§ Given instruction:
According to the post about Bill Gates and high schools, how much has the Bill & Melinda Gates Foundation committed to education since 1999?

§ Text segment:

Bill Gates ... right and wrong on education

Bill Gates opened a two-day education summit and had this to say about US high schools:

"Our high schools were designed 50 years ago to meet the needs of another age," said Gates, whose philanthropic foundation has committed nearly a billion dollars to the challenge of improving high schools. "Until we design them to meet the needs of this century, we will keep limiting, even ruining, the lives of millions of Americans every year."
Now, there is a kernal of truth in what Gates is saying, and lord knows, he is not a stupid man. In addition, Gates does put his money where his mouth is:
The Bill & Melinda Gates Foundation has committed more than $2.3 billion to education since 1999. It has designated $733 million to a campaign for "smaller learning communities" to replace mass-enrollment high schools.
I, too, have written in many places that I believe much of the failure of public schools is that the larger and more impersonal they get, the higher the rate of kids slipping through the cracks. Anyone with kids in a public school with 2,000 or more students can easily recount tales of school administrators who run the gamut of merely to aggressively incompetent combined with a vicious defensive posture that is dismissive of parents and barely tolerant of the students. Gates promotes the ideal of schools with no more than 500 students apiece.

However, there is something he actually misses in all his good ideas.

And that's the students:

he trumpeted the goal of preparing every high-school student for either two- or four-year college programs
Not every person is cut out for college. While we should, indeed, vigorously pursue some of the goals Gates promotes to rehab public schools ... smaller, more responsive, flexible, accessible ... there has to be a renewed realization that college is not for everyone. Why should Johnny be writing a research paper comparing the use of literary devices of 18th century British poets when he would rather be apprenticing to a master carpenter and dreaming of creating his own furniture line? Are we going to have import plumbers, landscape designers, mural painters, mosiac tile setters?

Does it make any sense at all to beat the college drum and ignore vocational training?

Posted by Darleen at February 27, 2005 02:37 PM

Comments

Why should Johnny be writing a research paper comparing the use of literary devices of 18th century British poets when he would rather be apprenticing to a master carpenter and dreaming of creating his own furniture line?

Because everybody should have a basic working knowledge of the culture in which he lives. If you and I sat down for drinks, Dar, we should be able to have a very superficial but fluent conversation about art, literature, history, politics, economics, science, religion … you name it. We've been keeping written records of things for about 10,000 years now. Our children should at least be aware of the things we, as a species, have learned and created.

(I'm huge on education. Education is my #1 hot-button issue. As Social Security is to a retiree and abortion is to a radical feminist, education is to li'l ol' me.)

Posted by: Jeff Harrell at February 27, 2005 04:49 PM

Ah! But you see, Jeff, a good grounding in art literature history, et al, should be happening in HIGH SCHOOL. As it is now, one of the big reasons most kids don't finish college in 4 years is that they are taking ever more remedial classes to teach them the things they should have learned in high school. (the other thing is that colleges make it almost impossible for kids to schedule their classes to graduate on time so they can churn more fees, but I digress)

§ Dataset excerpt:
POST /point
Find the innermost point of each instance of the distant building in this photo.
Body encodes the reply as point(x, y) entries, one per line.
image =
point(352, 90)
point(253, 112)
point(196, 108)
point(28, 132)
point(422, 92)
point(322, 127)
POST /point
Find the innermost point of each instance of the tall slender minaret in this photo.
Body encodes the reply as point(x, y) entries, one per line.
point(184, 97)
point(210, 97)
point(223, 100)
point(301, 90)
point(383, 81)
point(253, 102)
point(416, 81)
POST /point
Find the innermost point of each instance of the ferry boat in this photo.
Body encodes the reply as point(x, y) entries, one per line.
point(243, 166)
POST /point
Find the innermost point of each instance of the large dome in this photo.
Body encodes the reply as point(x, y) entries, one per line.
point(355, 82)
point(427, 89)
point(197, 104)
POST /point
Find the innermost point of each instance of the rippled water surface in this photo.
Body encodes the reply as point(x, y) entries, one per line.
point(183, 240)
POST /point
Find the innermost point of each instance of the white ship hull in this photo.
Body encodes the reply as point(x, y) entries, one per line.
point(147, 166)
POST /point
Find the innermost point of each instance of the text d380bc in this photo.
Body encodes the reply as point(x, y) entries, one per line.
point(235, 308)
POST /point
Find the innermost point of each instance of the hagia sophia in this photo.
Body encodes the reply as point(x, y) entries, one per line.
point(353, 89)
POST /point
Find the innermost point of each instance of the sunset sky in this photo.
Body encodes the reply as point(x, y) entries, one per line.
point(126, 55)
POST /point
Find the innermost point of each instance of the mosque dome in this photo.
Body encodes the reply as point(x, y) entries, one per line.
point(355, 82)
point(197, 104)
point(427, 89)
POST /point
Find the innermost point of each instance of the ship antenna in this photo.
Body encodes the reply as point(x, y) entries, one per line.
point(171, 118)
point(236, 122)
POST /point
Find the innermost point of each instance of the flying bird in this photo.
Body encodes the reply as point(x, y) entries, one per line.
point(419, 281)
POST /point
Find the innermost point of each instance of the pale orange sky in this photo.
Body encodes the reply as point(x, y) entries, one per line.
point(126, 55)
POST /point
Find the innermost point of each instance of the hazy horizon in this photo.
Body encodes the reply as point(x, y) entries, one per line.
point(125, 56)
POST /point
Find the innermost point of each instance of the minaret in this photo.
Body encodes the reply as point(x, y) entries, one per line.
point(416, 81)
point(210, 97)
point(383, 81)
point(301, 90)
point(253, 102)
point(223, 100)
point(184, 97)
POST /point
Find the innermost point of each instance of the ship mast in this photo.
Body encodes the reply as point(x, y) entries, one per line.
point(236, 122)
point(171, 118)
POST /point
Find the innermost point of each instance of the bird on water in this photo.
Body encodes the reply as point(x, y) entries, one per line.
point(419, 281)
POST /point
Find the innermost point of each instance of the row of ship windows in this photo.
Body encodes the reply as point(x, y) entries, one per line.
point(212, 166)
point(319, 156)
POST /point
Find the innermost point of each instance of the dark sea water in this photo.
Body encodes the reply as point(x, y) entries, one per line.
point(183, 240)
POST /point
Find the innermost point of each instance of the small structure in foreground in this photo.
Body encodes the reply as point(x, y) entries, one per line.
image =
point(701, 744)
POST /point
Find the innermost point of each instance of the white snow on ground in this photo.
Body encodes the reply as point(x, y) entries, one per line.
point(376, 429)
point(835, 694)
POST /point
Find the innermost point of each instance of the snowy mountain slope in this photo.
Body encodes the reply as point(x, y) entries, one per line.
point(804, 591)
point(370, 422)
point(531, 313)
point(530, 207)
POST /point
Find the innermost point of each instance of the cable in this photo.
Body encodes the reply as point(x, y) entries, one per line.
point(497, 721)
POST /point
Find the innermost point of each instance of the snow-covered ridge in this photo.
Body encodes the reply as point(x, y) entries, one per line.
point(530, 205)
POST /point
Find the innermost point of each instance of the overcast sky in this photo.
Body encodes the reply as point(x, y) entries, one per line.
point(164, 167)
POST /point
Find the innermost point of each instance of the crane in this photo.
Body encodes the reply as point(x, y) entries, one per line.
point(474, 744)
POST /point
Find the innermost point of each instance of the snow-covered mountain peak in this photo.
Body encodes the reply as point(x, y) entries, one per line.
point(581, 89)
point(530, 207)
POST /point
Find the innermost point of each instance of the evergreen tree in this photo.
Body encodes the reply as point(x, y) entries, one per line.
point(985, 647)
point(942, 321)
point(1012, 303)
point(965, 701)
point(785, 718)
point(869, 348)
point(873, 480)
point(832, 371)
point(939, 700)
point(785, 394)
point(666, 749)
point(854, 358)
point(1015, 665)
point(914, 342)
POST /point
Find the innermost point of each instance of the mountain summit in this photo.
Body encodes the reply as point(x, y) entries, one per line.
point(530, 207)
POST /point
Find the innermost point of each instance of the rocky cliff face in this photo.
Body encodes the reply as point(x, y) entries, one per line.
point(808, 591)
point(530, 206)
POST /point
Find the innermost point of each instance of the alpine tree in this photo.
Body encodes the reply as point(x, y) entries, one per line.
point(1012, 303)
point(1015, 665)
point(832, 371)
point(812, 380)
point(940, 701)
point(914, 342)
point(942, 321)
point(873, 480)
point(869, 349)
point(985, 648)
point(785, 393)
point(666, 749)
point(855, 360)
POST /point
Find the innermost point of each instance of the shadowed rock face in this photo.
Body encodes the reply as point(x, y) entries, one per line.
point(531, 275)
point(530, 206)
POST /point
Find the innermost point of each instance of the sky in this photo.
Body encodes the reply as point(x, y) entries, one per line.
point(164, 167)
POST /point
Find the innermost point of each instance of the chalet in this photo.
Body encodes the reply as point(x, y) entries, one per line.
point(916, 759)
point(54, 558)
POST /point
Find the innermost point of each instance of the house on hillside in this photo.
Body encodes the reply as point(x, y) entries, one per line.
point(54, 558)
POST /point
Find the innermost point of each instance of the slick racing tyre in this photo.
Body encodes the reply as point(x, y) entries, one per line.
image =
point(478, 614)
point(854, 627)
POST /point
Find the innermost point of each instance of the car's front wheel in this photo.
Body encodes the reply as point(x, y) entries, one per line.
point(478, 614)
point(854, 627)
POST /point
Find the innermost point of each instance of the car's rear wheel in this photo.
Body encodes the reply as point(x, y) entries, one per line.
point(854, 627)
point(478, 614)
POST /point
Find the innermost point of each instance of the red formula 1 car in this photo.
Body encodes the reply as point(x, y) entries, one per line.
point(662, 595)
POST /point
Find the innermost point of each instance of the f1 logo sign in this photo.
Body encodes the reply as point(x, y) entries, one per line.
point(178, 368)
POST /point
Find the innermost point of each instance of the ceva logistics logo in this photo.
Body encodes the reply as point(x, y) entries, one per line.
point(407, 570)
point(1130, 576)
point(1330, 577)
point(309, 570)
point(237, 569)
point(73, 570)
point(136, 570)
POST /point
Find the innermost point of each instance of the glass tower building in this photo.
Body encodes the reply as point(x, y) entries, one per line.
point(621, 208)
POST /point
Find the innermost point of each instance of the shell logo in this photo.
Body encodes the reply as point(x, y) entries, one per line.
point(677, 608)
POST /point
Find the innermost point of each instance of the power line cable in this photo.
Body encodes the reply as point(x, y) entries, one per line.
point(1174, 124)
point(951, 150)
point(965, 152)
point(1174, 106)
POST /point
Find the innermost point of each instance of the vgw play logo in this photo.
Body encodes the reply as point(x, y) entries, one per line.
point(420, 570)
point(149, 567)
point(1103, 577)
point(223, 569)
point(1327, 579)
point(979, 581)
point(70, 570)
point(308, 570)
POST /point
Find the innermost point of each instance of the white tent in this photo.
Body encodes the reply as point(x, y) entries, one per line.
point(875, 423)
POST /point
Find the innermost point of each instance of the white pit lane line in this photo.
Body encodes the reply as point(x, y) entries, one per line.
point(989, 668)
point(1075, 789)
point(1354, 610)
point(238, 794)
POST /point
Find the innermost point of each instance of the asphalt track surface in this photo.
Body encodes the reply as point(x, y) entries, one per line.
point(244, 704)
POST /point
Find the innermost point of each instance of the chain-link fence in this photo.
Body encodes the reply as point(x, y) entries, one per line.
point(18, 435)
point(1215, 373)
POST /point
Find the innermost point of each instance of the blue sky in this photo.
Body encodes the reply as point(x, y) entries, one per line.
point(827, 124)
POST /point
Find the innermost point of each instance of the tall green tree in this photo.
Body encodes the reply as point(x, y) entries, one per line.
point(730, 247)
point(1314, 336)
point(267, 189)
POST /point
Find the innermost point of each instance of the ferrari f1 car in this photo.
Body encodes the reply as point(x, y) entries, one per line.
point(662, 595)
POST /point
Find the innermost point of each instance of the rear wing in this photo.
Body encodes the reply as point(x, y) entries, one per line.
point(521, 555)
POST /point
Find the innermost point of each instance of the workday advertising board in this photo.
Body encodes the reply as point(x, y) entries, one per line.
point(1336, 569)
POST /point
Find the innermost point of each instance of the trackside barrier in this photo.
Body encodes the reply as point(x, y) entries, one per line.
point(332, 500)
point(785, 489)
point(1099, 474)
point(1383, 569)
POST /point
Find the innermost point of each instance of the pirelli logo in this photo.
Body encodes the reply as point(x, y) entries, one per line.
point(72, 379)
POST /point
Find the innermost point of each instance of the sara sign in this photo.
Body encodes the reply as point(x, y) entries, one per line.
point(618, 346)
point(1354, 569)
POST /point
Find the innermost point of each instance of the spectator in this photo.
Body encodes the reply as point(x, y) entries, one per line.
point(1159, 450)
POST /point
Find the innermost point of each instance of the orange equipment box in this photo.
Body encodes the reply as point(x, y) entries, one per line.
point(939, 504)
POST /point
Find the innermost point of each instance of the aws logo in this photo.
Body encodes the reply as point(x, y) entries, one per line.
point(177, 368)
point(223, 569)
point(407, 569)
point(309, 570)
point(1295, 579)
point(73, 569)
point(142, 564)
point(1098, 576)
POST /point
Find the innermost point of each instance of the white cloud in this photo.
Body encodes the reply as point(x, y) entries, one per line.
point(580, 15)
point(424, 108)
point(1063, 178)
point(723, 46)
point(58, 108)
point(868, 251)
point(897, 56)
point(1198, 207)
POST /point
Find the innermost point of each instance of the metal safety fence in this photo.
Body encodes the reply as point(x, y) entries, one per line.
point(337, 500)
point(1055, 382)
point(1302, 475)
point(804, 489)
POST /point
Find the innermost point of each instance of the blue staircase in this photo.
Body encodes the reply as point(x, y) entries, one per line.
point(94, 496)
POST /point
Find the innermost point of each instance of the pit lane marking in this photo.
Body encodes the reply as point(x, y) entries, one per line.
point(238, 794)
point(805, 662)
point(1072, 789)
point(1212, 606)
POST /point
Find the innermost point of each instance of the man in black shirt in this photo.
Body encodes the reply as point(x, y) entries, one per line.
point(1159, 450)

§ Written answer:
More than $2.3 billion.